The lines of the records that include "image" should all be copied.
══ Supplied records ══
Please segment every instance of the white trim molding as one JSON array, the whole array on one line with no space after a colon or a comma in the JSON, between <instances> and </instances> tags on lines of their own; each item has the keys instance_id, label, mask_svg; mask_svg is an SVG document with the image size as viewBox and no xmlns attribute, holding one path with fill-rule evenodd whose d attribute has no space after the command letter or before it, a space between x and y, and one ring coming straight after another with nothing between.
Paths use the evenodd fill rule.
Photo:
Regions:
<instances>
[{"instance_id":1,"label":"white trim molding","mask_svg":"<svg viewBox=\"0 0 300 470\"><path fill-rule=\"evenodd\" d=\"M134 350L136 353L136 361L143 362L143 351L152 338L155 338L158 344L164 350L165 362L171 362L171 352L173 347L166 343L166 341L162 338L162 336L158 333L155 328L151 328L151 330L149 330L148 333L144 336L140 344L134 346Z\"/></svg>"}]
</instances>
═══
══ Supplied records ══
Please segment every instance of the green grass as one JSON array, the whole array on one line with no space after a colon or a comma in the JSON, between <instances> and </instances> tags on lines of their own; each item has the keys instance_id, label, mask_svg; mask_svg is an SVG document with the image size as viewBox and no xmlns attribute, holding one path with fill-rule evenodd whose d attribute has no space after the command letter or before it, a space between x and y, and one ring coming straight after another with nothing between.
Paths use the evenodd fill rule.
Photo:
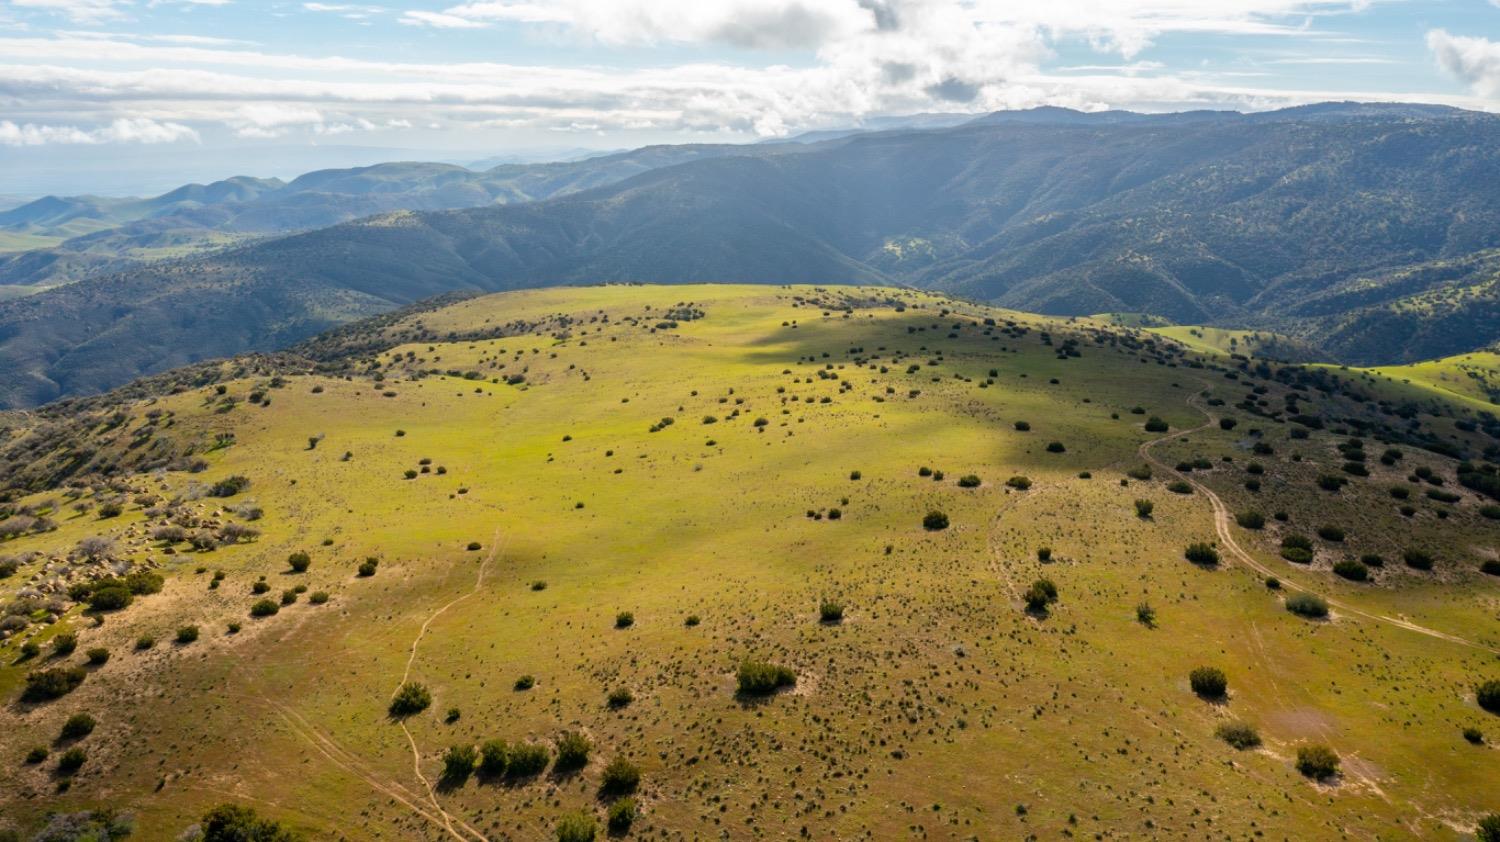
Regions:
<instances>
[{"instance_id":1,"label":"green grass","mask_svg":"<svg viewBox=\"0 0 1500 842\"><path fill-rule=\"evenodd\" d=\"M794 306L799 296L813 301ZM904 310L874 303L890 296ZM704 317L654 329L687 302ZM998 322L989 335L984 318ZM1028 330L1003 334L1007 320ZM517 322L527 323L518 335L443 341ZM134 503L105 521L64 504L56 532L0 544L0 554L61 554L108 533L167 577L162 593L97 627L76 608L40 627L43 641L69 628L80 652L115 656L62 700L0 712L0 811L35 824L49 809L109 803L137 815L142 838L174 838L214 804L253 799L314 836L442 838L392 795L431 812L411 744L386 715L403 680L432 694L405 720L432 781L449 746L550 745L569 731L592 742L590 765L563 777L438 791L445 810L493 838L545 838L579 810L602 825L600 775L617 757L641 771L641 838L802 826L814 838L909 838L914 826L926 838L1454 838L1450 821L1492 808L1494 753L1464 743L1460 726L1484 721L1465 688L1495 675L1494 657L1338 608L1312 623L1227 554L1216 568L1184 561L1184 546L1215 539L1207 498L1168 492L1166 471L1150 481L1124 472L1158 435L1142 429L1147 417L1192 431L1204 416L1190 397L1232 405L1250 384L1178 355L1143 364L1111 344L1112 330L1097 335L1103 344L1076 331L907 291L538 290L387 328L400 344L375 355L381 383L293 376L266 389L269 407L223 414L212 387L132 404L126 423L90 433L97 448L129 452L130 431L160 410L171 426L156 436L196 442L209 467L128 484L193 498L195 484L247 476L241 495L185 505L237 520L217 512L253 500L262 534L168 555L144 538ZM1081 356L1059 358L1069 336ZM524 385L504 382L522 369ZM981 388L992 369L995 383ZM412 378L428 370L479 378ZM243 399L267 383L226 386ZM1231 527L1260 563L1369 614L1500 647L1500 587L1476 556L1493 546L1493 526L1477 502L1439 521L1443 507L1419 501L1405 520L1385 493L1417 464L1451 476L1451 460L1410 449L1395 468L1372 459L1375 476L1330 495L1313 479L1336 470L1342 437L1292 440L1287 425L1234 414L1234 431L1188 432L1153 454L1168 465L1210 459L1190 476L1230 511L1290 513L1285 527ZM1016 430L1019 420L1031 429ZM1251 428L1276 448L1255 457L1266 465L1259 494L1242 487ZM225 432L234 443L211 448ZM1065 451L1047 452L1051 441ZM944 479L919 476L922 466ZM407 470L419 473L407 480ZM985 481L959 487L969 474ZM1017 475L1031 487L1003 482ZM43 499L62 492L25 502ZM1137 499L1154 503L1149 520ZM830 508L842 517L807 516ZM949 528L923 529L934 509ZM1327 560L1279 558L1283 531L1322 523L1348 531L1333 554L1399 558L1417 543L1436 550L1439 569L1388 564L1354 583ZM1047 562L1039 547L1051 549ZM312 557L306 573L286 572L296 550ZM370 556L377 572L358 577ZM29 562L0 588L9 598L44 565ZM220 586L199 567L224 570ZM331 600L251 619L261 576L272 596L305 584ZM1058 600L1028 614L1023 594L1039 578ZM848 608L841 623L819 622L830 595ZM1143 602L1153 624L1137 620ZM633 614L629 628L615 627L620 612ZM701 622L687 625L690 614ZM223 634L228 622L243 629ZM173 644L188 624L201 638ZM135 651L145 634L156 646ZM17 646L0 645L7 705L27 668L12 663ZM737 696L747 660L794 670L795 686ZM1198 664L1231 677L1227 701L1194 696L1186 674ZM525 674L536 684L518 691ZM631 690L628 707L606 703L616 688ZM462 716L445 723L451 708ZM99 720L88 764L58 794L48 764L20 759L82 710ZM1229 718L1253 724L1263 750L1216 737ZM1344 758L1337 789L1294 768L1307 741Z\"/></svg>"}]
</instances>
═══
══ Supplied records ══
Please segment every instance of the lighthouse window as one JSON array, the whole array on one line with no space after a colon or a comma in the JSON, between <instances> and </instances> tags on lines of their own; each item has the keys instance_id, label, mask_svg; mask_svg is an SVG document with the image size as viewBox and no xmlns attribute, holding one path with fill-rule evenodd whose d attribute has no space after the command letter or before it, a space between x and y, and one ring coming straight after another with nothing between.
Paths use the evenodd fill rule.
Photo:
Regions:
═══
**Completed task:**
Please segment every instance of the white trim molding as one JSON array, the whole array on one line with no space after a colon or a comma in the JSON, between <instances> and </instances> tags on lines of their own; each item has the keys instance_id, label, mask_svg; mask_svg is an SVG document with the image size as viewBox and no xmlns attribute, holding one path with fill-rule evenodd whose d attribute has no space after the command letter or before it, a space between x and y, and one ring coming straight after another with nothing between.
Please segment every instance of the green grass as one JSON array, the whole array on one line with no space after a colon or a comma in the JSON, between <instances> and </instances> tags on lines of their own; each item has the keys instance_id, label, mask_svg; mask_svg is an SVG document with the image size as viewBox and no xmlns attribute, holding one path with fill-rule evenodd whose d attribute has no space after the command letter or before it, a space between x and y, and one ring coming straight after another with nothing between.
Please segment every instance of the lighthouse window as one JSON array, the whole array on one line with no space after a colon or a comma in the JSON, between <instances> and </instances> tags on lines of their own; each item has the keys instance_id, label, mask_svg; mask_svg is an SVG document with the image size as viewBox and no xmlns attribute, holding one path with fill-rule evenodd whose d attribute has no space after the command letter or before it, a space between x and y, and one ring coming straight after another with nothing between.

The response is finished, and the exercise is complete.